EXTRACT:

+===+

Senior Judge of the United States District Court for the Eastern District of Texas
- In office March 1, 2001 – September 16, 2005

Judge of the United States District Court for the Eastern District of Texas
- In office April 4, 1985 – March 1, 2001
- Appointed by: Ronald Reagan
- Preceded by: Seat established by 98 Stat. 333
- Succeeded by: Ron Clark

Personal details
- Born: Howell Cobb December 7, 1922 Atlanta, Georgia, U.S.
- Died: September 16, 2005 (aged 82) Castine, Maine, U.S.
- Education: University of Virginia (LL.B.)

= Howell Cobb (judge) =

American judge (1922–2005)

Howell Cobb (December 7, 1922 – September 16, 2005) was a Texas lawyer and United States district judge of the United States District Court for the Eastern District of Texas.

==Education and career==

Born in Atlanta, Georgia, Cobb joined the United States Navy in 1942, completing his cadet training in 1943 and serving as a lieutenant in the United States Marine Corps from 1943 to 1945, during which time he was a fighter pilot in the Pacific Theater. He finished his service as an instructor at Pensacola Naval Air Station in 1945. He then returned to school, receiving a Bachelor of Laws from the University of Virginia School of Law in 1948. He went into private practice, first in Houston, Texas, from 1949 to 1954, and then in Beaumont, Texas, from 1954 to 1985.

+===+

DATA LINES:
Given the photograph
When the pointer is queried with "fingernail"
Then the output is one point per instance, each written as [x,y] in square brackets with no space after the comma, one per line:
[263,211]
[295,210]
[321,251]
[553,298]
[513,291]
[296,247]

+===+

EXERCISE PROMPT: Copy out the biography of Howell Cobb, the judge, word for word and in full.

RESPONSE TO THE TASK:
Senior Judge of the United States District Court for the Eastern District of Texas
- In office March 1, 2001 – September 16, 2005

Judge of the United States District Court for the Eastern District of Texas
- In office April 4, 1985 – March 1, 2001
- Appointed by: Ronald Reagan
- Preceded by: Seat established by 98 Stat. 333
- Succeeded by: Ron Clark

Personal details
- Born: Howell Cobb December 7, 1922 Atlanta, Georgia, U.S.
- Died: September 16, 2005 (aged 82) Castine, Maine, U.S.
- Education: University of Virginia (LL.B.)

= Howell Cobb (judge) =

American judge (1922–2005)

Howell Cobb (December 7, 1922 – September 16, 2005) was a Texas lawyer and United States district judge of the United States District Court for the Eastern District of Texas.

==Education and career==

Born in Atlanta, Georgia, Cobb joined the United States Navy in 1942, completing his cadet training in 1943 and serving as a lieutenant in the United States Marine Corps from 1943 to 1945, during which time he was a fighter pilot in the Pacific Theater. He finished his service as an instructor at Pensacola Naval Air Station in 1945. He then returned to school, receiving a Bachelor of Laws from the University of Virginia School of Law in 1948. He went into private practice, first in Houston, Texas, from 1949 to 1954, and then in Beaumont, Texas, from 1954 to 1985.